[DIRECTIONS FOR THIS TASK]:
Look through the data and write out every line with the word "trunk" in it.

[THE INPUT]:
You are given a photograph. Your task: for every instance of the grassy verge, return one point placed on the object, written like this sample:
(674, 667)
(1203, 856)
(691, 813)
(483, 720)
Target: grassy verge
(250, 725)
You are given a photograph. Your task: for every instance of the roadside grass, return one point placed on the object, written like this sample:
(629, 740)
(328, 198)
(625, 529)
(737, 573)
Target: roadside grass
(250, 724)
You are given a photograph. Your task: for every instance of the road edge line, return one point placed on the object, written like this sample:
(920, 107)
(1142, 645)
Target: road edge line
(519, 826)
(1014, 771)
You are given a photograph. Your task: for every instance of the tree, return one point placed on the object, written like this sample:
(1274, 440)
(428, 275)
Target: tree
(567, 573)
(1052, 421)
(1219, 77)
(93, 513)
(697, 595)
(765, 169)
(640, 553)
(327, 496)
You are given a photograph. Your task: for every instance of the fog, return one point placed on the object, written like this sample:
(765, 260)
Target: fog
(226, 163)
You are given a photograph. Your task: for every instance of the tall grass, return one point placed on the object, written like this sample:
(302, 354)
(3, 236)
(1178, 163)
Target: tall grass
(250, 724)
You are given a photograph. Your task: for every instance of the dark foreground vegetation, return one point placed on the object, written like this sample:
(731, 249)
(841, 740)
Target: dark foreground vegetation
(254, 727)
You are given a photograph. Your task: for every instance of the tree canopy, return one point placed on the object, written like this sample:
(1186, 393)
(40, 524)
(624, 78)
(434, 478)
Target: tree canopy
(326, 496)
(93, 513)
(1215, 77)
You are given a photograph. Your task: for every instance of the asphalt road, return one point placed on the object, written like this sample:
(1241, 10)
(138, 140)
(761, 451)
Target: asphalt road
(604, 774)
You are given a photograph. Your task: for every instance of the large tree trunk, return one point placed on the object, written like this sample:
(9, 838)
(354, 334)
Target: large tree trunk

[WRITTEN REPLY]:
You are given a photograph. Your task: for every instance of the large tree trunk, return one point placed on the object, written like this sample:
Target: large tree trunk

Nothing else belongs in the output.